==== Listed entries
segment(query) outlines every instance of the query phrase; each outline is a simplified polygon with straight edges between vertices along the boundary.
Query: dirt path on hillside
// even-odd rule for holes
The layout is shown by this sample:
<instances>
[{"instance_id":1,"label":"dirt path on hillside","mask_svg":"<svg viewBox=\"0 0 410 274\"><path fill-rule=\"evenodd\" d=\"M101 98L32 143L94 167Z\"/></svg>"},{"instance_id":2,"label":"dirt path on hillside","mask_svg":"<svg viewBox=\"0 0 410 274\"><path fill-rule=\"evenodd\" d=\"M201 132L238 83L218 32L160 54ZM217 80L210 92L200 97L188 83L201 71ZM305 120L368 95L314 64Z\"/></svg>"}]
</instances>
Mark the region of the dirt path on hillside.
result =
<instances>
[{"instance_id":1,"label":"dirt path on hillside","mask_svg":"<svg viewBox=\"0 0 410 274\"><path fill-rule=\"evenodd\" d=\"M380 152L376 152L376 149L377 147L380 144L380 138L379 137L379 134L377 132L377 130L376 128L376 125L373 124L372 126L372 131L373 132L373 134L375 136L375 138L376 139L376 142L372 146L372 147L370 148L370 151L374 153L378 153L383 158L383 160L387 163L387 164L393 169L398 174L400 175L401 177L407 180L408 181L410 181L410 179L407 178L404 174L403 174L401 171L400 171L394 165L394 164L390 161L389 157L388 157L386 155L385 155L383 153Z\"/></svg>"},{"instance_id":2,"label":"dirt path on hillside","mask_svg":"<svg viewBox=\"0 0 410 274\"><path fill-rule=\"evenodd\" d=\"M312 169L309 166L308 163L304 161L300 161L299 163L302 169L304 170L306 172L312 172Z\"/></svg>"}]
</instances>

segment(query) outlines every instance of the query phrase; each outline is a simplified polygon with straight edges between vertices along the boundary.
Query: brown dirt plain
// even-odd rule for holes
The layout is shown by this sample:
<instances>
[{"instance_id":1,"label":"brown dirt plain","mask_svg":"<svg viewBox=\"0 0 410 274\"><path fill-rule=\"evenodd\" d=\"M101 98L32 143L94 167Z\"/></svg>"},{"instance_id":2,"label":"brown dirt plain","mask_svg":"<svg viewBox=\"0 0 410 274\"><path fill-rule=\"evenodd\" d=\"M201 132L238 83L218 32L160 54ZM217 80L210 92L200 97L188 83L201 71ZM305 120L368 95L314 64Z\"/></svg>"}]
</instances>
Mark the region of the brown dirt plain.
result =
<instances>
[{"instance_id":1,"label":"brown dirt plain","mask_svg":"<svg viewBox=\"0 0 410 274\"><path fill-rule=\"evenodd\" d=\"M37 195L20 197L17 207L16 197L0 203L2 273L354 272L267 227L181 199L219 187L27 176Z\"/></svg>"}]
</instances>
========
Give every line of the material again, exactly as it reads.

segment(query) outlines every instance of the query phrase; each outline is a simplified polygon with straight edges between vertices along the boundary.
Query: dirt path on hillside
// even-odd rule for holes
The layout is shown by this sample:
<instances>
[{"instance_id":1,"label":"dirt path on hillside","mask_svg":"<svg viewBox=\"0 0 410 274\"><path fill-rule=\"evenodd\" d=\"M101 98L32 143L94 167Z\"/></svg>"},{"instance_id":2,"label":"dirt path on hillside","mask_svg":"<svg viewBox=\"0 0 410 274\"><path fill-rule=\"evenodd\" d=\"M201 132L238 83L218 32L160 54ZM217 80L210 92L200 97L188 83L201 71ZM305 120L368 95L314 64Z\"/></svg>"}]
</instances>
Mark the region of the dirt path on hillside.
result =
<instances>
[{"instance_id":1,"label":"dirt path on hillside","mask_svg":"<svg viewBox=\"0 0 410 274\"><path fill-rule=\"evenodd\" d=\"M380 152L376 152L376 149L377 147L380 144L380 138L379 137L379 134L377 132L377 130L376 128L376 125L373 124L372 126L372 131L373 132L373 134L375 136L375 138L376 139L376 142L372 146L372 147L370 148L370 151L374 153L378 153L383 158L383 160L387 163L387 164L393 169L398 174L400 175L401 177L407 180L408 181L410 181L410 179L407 178L404 174L403 174L401 171L400 171L394 165L394 164L390 161L389 157L388 157L386 155L385 155L383 153Z\"/></svg>"},{"instance_id":2,"label":"dirt path on hillside","mask_svg":"<svg viewBox=\"0 0 410 274\"><path fill-rule=\"evenodd\" d=\"M312 169L309 166L308 163L304 161L300 161L299 163L302 169L304 170L306 172L312 172Z\"/></svg>"}]
</instances>

segment(query) outlines every instance of the query phrase; each outline is a simplified polygon with straight edges between vertices along the boundary.
Query: brown dirt plain
// even-odd rule for holes
The layout is shown by this sample:
<instances>
[{"instance_id":1,"label":"brown dirt plain","mask_svg":"<svg viewBox=\"0 0 410 274\"><path fill-rule=\"evenodd\" d=\"M101 98L32 143L94 167Z\"/></svg>"},{"instance_id":2,"label":"brown dirt plain","mask_svg":"<svg viewBox=\"0 0 410 274\"><path fill-rule=\"evenodd\" d=\"M201 132L238 83L218 32L160 54ZM217 80L210 92L200 97L188 83L201 71ZM305 120L368 95L314 64Z\"/></svg>"}]
</instances>
Mark the region of the brown dirt plain.
result =
<instances>
[{"instance_id":1,"label":"brown dirt plain","mask_svg":"<svg viewBox=\"0 0 410 274\"><path fill-rule=\"evenodd\" d=\"M37 195L20 197L17 207L16 197L0 203L2 273L354 272L267 227L181 199L219 187L27 176Z\"/></svg>"}]
</instances>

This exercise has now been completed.